**To be done:** Swap "set a marker" for "place a pin" in every one of the lines below, and leave the rest of the wording unchanged.

**Entries for pointing and labeling:**
--- start ---

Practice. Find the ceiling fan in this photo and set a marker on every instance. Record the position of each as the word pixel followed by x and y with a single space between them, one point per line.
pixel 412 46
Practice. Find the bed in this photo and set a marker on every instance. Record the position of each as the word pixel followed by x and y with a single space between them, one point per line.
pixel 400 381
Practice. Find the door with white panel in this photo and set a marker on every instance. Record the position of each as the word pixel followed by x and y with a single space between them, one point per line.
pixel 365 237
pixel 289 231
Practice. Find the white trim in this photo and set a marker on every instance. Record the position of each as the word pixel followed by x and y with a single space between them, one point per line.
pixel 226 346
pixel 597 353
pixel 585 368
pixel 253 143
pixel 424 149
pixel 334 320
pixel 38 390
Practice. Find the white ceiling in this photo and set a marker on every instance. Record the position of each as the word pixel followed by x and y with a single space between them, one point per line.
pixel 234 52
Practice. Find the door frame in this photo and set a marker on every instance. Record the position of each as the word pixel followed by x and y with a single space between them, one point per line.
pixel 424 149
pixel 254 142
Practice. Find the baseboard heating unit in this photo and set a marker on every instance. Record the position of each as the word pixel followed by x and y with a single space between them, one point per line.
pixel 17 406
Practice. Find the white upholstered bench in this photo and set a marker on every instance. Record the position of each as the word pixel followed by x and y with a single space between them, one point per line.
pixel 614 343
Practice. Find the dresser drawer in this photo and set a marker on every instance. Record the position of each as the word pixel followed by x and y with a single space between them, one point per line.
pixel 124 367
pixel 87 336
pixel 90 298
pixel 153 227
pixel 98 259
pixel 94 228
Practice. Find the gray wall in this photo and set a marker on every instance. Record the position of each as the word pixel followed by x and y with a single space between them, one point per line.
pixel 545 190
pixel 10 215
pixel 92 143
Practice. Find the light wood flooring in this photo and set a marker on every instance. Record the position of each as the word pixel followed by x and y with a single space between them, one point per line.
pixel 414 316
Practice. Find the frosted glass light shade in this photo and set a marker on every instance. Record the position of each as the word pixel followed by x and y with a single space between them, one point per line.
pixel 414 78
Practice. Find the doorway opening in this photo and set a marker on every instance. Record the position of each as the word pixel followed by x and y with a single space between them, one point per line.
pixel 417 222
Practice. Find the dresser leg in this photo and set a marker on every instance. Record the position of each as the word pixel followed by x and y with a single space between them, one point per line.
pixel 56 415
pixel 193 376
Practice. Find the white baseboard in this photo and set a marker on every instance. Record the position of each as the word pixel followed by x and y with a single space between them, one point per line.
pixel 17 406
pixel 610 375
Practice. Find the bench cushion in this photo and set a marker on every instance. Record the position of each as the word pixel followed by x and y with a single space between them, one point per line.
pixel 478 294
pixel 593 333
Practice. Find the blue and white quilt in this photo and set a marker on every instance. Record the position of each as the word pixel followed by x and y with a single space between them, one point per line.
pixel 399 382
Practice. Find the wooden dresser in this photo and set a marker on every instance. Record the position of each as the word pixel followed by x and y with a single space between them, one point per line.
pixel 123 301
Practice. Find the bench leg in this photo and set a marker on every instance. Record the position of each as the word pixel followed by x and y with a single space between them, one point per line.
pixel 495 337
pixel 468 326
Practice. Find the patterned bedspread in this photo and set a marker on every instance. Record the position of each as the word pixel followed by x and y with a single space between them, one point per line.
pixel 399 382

--- end ---

**Task result:**
Practice. Find the ceiling fan in this photo and place a pin on every instance. Record the position of each as the word pixel followed by x and y with a single space between them, one point per line.
pixel 412 46
Practice. Find the bed in this photo and place a pin on every instance. Record the position of each as the word pixel followed by x and y with a single space between them, one point per line.
pixel 400 381
Practice. Find the door with white panel in this photo and place a pin on every instance. Record the position of each as the word pixel followed by x and y with a single space between them, one point per line.
pixel 365 237
pixel 289 231
Practice. Find the white trim in this photo and place a pin on every instance. Record the position of each as the word pixel followed by x and y with a single space between them, one point per line.
pixel 226 346
pixel 597 353
pixel 585 368
pixel 253 143
pixel 424 149
pixel 334 320
pixel 38 390
Practice. Find the white ceiling in this photo and place a pin on every instance. Record the position of each as the word pixel followed by x and y with a single space between them, one point per line.
pixel 234 52
Practice. Find the door frame in this photo and place a pin on every instance. Record the position of each as the word pixel followed by x and y with a single space between them, one point per line.
pixel 424 149
pixel 254 142
Practice. Find the baseboard heating unit in this photo and place a pin on every instance. Record the position of each as the word pixel followed by x and y with a single space between them, one point per line.
pixel 17 406
Practice. Find the white upholstered bench in this photo and place a pin on every instance. Record the position of each as the word pixel followed by x and y with a single space between them, one point per line.
pixel 614 343
Practice. Find the dresser drawer in this photo and place a pin on every instance. Record the position of each as the word pixel followed by x and y with a single space between them, one point per line.
pixel 124 367
pixel 87 336
pixel 90 298
pixel 153 227
pixel 98 259
pixel 94 228
Practice. Find the gray wall in this photo and place a pin on every instance. Record the position of each as the word pixel followed by x and y with a single space between them, one point per line.
pixel 545 190
pixel 10 215
pixel 92 143
Practice. Find the light wood flooring in this photo and place a pin on every instance. Record the position of each as the word pixel followed by x and y with a single space between them, one point per line.
pixel 414 316
Practice. Find the frosted glass light shade in this photo and place a pin on every instance. Record the position of each as the word pixel followed by x and y with a single space between them, one point per line.
pixel 414 78
Practice. Find the doorway opening in this photo and place a pin on every instance. Record the position of each as the word pixel followed by x and y with a single space between them, one point per line.
pixel 417 222
Practice. Find the dresser leg in this photo and place a pin on every instance. Record the position of each as the word pixel followed by x and y with a single space between them, one point per line.
pixel 56 415
pixel 193 376
Practice. Find the white baseboard in this photo and place a pin on every instance. Record the position of each as the word pixel followed by x and y with a single space between them, one point per line.
pixel 17 406
pixel 610 375
Practice. Find the bench cushion in this photo and place a pin on every instance. Record the position of each as the word pixel followed by x and y with a single space between them, one point per line.
pixel 478 294
pixel 593 333
Practice. Find the blue and white quilt in this photo and place a pin on every instance. Record the position of each as the word pixel followed by x and y with a single space between them, one point per line.
pixel 399 382
Practice. Find the wooden dresser in this photo and place a pin on every instance. Record the position of each as the word pixel followed by x and y with a single space between them, one point per line.
pixel 123 301
Practice. Find the bench leg in this photo and place a pin on every instance. Record the position of each as the word pixel followed by x and y with a single space between them, one point per line.
pixel 495 337
pixel 468 326
Practice. Find the patterned bedspread in this photo and place a pin on every instance. Record the position of each as the word pixel followed by x and y with a single space between them, one point per line.
pixel 399 382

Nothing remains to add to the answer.